What needs to be done. Select and copy each line of the material below that contains the word "elbow".

Stored data.
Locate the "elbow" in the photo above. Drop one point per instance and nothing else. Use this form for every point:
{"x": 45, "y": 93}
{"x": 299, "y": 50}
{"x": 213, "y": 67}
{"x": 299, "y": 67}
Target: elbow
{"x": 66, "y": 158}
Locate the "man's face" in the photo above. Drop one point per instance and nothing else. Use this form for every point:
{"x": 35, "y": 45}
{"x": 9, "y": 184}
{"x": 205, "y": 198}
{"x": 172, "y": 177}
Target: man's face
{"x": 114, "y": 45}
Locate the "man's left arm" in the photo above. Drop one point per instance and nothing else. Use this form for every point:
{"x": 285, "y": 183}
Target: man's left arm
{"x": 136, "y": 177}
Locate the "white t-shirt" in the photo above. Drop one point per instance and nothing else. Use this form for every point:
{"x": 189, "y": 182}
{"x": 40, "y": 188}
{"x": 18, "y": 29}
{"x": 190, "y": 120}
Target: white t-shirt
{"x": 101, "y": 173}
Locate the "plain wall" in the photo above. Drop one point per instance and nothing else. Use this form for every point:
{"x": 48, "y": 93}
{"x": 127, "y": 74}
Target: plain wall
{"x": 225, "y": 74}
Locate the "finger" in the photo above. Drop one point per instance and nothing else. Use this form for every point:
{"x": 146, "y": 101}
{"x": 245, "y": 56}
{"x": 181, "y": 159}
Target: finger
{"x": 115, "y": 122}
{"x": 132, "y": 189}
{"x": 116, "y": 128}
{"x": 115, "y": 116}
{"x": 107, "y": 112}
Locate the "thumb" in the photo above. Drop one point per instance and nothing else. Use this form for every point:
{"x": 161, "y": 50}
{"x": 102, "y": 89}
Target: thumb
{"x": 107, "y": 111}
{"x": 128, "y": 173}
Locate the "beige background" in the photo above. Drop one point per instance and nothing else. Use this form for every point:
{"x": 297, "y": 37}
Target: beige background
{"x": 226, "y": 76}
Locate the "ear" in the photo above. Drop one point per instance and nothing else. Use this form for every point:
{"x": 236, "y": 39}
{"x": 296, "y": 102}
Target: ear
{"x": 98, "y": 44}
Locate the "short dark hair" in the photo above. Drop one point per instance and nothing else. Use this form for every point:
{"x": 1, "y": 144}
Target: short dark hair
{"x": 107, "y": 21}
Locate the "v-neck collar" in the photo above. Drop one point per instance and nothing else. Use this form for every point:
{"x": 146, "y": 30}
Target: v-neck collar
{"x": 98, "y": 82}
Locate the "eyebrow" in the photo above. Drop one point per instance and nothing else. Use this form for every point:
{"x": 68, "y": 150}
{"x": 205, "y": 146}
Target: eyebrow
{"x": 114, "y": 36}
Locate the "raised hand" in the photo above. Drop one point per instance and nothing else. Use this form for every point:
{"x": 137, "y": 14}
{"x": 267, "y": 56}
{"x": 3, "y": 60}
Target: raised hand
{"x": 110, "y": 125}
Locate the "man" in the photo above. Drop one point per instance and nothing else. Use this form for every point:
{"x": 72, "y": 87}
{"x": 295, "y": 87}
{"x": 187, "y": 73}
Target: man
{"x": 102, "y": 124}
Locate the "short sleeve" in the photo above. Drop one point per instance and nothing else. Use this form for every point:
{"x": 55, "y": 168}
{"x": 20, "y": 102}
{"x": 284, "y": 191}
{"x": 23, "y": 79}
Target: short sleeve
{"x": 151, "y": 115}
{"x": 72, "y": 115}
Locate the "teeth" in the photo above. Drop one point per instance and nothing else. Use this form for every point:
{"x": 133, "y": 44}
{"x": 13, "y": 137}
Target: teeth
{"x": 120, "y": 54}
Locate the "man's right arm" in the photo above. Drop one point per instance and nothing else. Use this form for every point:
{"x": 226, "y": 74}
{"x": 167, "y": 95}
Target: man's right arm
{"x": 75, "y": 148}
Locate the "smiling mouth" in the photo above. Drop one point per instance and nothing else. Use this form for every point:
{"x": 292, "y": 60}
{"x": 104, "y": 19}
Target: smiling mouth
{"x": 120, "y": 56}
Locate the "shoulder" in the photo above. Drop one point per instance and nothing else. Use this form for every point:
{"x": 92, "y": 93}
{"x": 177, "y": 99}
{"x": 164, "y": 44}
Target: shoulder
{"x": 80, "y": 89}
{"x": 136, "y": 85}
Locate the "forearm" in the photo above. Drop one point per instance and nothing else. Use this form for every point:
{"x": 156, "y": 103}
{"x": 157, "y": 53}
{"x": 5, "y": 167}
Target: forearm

Problem solution.
Locate the "elbow" in the photo above. Drop one point per instance and nothing else. Use this form for every point:
Target: elbow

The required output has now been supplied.